_Data shown_
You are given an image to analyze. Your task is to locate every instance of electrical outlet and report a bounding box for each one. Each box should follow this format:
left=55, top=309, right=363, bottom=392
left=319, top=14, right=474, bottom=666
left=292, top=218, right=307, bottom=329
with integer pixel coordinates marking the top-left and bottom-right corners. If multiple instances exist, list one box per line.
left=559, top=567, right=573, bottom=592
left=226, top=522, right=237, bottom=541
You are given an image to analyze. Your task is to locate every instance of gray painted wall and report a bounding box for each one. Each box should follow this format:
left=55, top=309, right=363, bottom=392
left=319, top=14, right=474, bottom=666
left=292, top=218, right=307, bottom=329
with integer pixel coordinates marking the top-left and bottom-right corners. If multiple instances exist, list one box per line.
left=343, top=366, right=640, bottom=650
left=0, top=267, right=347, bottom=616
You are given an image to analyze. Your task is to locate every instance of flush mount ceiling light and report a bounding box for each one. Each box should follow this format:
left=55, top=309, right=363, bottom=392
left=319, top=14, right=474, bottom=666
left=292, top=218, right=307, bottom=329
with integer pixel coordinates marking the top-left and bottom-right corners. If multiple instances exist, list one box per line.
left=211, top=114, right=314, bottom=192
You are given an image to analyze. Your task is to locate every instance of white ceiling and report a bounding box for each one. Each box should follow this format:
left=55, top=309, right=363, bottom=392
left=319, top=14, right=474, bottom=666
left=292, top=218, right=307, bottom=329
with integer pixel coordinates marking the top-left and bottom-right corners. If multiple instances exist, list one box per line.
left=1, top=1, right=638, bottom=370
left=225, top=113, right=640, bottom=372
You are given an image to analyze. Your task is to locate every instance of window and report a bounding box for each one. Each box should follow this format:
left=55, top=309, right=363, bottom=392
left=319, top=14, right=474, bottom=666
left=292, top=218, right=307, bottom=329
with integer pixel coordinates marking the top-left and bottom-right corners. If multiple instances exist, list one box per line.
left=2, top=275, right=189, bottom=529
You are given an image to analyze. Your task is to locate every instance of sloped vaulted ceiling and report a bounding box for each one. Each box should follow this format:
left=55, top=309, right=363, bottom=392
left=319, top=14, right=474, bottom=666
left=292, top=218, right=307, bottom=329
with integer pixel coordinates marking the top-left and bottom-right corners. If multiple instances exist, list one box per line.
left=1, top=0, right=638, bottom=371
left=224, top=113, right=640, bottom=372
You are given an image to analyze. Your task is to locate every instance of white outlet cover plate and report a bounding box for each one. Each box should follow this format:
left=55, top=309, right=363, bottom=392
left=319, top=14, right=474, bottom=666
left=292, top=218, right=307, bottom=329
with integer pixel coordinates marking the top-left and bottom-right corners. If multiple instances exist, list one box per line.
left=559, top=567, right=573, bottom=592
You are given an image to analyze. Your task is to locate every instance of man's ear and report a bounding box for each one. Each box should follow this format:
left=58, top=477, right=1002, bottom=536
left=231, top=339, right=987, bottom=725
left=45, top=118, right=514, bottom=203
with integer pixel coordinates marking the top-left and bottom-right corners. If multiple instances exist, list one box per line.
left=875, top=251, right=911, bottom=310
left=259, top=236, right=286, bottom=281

_Assignment_
Reply with every line of the material above, unaltered.

_Answer to the problem_
You are given an image to analyze. Your task is to locate every instance of electrical outlet and report a bounding box for each one. Each box should follow this format:
left=55, top=309, right=363, bottom=392
left=319, top=14, right=474, bottom=666
left=292, top=218, right=307, bottom=329
with integer pixel coordinates marking the top-left and bottom-right corners. If multiple instances exist, list one box per line.
left=559, top=567, right=573, bottom=592
left=226, top=522, right=237, bottom=541
You are given an image to analyze. Your task is to locate every instance of gray painted wall and report a bounding box for each one. Each box should follow this format:
left=55, top=309, right=363, bottom=392
left=319, top=14, right=474, bottom=666
left=292, top=218, right=307, bottom=329
with integer pixel coordinates marking the top-left and bottom-right corners. If multiple instances exist, list one box per line.
left=343, top=366, right=640, bottom=650
left=0, top=267, right=347, bottom=616
You are given an image to analyze. Your task is to locate every instance of flush mount ceiling light and report a bounding box for each one. Each box should follow this format:
left=55, top=309, right=363, bottom=392
left=319, top=14, right=474, bottom=666
left=292, top=218, right=307, bottom=329
with integer pixel coordinates marking the top-left and bottom-right corners. If multiple instances exist, list one box per line.
left=211, top=114, right=314, bottom=192
You are given an image to analyze. Your task is to locate every instance of white ceiling and report a bounding box for each one. Each box should follow this format:
left=55, top=309, right=363, bottom=392
left=319, top=14, right=474, bottom=666
left=292, top=218, right=307, bottom=329
with integer pixel coordinates marking the top-left and bottom-right corners. If multiple instances exist, list one box per line.
left=1, top=1, right=638, bottom=370
left=225, top=113, right=640, bottom=372
You are given an image to analyze. Your task is to locate every instance of window and report a bounding box for each one. Each box should follow this format:
left=55, top=309, right=363, bottom=392
left=319, top=14, right=474, bottom=666
left=292, top=218, right=307, bottom=329
with integer pixel coordinates marking the top-left and bottom-right corners. If multiple instances exist, list one box per line.
left=2, top=275, right=189, bottom=529
You are given an image to analyze. Your task is to locate every instance of sloped vaulted ceiling and report a bounding box for each one. Each box should follow this format:
left=55, top=309, right=363, bottom=392
left=319, top=14, right=474, bottom=666
left=292, top=218, right=307, bottom=329
with integer pixel coordinates marking the top-left and bottom-right corners. If multiple instances exist, list one box per line.
left=1, top=0, right=638, bottom=371
left=224, top=113, right=640, bottom=372
You are given an image to analyze. Your task is to locate every instance of white outlet cover plate and report a bounding box for each one. Each box should follow this format:
left=55, top=309, right=363, bottom=392
left=319, top=14, right=474, bottom=666
left=292, top=218, right=307, bottom=329
with integer pixel coordinates marking the top-left and bottom-right corners. If multiple instances exist, list one box per line.
left=559, top=567, right=573, bottom=592
You are given an image to analyze. Your task is to locate every instance of man's ear and report a bounding box for each one. Each box should follow this format:
left=58, top=477, right=1002, bottom=536
left=231, top=339, right=987, bottom=725
left=45, top=118, right=514, bottom=203
with integer pixel coordinates marking the top-left and bottom-right corners. If multiple instances exist, list one box per line.
left=875, top=251, right=911, bottom=310
left=259, top=236, right=286, bottom=281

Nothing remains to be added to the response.